__Your instructions__: Go through the records and copy each line where the string "scattered" occurs.

__Records supplied__:
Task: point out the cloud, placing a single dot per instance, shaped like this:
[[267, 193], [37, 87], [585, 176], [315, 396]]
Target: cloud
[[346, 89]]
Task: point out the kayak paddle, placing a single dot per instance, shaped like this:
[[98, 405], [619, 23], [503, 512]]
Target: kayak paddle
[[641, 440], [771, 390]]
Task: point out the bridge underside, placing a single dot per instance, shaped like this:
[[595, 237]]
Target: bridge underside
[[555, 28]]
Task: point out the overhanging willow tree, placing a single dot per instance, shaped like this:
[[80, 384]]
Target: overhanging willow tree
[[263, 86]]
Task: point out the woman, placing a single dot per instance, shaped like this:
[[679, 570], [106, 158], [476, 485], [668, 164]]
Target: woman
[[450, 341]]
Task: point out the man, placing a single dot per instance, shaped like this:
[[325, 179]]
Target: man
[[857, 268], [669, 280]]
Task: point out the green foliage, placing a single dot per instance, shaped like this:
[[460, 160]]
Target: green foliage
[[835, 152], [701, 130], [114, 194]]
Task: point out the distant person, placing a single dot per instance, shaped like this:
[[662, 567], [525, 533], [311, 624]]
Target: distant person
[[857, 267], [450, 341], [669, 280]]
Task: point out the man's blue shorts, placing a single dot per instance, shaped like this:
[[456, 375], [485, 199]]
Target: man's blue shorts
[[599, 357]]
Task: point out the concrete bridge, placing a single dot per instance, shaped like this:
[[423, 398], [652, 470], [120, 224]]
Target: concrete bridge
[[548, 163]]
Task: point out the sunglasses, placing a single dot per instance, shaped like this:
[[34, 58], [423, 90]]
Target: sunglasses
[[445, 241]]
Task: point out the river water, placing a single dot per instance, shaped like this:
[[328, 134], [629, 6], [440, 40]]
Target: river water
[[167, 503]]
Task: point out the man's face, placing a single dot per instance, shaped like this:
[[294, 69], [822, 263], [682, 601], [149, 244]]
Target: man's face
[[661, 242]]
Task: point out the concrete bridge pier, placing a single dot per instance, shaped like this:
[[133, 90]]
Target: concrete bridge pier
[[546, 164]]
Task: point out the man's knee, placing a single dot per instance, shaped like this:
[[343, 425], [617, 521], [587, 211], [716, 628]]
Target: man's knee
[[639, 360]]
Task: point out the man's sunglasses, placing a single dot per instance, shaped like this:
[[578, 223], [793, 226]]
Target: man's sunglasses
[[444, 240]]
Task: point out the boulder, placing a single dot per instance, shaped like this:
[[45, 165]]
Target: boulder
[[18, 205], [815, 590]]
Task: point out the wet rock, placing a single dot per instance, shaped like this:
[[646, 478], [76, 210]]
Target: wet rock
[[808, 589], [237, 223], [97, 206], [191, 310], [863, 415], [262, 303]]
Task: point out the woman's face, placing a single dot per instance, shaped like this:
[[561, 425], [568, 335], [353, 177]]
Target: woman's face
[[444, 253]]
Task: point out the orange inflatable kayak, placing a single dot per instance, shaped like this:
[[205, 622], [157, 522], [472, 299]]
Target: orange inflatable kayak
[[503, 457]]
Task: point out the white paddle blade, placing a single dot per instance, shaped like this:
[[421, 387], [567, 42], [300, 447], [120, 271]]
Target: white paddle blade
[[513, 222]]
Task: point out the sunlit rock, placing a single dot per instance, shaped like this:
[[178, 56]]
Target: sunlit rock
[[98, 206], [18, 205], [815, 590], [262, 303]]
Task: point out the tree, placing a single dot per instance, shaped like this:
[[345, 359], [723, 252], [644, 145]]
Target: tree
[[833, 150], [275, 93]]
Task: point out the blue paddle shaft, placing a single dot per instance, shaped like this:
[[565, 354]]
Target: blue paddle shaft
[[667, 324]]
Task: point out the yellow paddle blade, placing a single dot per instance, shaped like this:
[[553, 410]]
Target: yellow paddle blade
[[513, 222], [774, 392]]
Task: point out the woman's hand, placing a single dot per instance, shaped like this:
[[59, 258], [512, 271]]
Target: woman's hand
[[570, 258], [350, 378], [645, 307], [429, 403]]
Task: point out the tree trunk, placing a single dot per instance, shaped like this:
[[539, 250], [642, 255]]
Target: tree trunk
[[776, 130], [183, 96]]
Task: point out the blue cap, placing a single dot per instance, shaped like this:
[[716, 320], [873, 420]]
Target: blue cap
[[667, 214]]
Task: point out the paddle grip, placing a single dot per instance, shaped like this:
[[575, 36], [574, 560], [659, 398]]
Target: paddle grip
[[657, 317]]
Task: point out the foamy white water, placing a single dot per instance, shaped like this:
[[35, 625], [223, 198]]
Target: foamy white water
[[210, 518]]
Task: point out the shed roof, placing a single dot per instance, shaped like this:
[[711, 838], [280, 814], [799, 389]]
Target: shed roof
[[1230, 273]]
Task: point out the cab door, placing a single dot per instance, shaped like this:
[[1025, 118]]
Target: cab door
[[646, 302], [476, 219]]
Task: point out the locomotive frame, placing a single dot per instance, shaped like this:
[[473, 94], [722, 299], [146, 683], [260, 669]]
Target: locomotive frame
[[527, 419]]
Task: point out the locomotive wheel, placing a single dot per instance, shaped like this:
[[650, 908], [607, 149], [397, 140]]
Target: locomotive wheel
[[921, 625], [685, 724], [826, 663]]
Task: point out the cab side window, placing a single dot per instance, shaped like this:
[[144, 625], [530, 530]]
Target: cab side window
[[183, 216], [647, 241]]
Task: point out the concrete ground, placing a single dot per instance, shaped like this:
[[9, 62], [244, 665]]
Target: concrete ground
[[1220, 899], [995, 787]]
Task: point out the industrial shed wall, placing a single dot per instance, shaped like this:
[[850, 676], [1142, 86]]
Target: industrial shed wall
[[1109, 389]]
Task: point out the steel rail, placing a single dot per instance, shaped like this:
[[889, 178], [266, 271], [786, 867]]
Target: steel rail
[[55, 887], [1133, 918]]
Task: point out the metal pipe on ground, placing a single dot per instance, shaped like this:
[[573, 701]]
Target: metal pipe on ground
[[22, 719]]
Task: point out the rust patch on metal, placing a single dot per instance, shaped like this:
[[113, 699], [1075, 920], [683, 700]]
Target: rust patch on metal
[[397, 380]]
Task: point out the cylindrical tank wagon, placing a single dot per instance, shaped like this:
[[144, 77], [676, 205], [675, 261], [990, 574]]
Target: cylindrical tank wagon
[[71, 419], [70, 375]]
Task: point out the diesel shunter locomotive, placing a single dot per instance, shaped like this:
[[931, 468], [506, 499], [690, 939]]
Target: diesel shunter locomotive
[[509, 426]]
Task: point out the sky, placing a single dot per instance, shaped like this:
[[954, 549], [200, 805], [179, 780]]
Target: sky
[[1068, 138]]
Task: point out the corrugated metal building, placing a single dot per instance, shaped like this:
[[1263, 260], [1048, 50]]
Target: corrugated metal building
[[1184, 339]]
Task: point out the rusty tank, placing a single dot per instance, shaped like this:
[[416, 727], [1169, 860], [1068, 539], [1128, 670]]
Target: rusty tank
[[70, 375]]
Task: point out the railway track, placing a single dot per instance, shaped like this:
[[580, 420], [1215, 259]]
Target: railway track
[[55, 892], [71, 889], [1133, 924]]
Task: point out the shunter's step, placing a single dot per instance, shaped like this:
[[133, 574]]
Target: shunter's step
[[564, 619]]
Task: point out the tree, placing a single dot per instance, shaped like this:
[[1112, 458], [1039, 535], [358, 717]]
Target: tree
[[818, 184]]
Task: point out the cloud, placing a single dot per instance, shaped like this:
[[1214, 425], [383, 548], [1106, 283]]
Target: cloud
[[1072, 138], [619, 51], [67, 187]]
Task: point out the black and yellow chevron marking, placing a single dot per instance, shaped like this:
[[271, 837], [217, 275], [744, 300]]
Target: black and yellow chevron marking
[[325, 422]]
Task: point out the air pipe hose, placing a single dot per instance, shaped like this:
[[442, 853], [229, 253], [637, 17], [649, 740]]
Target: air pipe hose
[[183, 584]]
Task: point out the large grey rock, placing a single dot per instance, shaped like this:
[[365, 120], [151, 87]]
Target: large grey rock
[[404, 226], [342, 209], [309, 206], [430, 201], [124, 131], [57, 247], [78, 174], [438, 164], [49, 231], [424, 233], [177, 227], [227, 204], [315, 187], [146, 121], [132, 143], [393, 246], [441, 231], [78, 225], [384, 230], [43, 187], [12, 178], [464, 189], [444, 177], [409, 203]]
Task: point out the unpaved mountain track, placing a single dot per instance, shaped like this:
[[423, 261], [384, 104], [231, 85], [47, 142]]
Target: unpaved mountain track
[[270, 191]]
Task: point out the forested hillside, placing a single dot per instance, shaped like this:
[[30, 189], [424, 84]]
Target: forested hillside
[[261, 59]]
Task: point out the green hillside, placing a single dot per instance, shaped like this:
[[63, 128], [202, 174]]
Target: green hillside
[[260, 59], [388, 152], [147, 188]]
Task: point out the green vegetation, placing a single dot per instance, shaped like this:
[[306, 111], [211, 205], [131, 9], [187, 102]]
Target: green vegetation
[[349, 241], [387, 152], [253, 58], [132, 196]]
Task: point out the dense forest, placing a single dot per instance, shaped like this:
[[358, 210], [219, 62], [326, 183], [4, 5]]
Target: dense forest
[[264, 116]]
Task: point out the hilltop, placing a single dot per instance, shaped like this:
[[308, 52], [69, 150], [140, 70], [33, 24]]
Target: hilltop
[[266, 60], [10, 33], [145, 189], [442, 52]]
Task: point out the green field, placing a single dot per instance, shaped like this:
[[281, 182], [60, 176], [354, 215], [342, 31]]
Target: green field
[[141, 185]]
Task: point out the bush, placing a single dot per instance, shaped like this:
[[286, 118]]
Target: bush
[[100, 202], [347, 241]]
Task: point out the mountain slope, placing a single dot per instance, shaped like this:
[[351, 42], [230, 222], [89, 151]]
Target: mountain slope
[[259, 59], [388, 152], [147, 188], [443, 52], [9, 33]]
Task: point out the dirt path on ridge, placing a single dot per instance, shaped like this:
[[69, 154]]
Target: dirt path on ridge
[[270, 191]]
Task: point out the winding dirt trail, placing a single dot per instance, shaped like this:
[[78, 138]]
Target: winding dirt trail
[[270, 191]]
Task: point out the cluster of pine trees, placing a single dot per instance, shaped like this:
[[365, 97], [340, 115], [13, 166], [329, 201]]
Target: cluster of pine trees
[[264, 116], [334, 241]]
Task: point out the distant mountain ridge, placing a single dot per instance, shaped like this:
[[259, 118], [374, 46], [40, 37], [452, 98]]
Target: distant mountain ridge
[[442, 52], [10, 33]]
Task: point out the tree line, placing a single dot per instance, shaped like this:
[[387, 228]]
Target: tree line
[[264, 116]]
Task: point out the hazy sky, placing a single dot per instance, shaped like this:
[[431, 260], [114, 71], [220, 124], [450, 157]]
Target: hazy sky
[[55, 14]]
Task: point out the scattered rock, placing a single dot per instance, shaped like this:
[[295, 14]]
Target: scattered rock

__Written response__:
Task: point out the scattered rock, placing a single dot per instance, shaped like this:
Target: scattered rock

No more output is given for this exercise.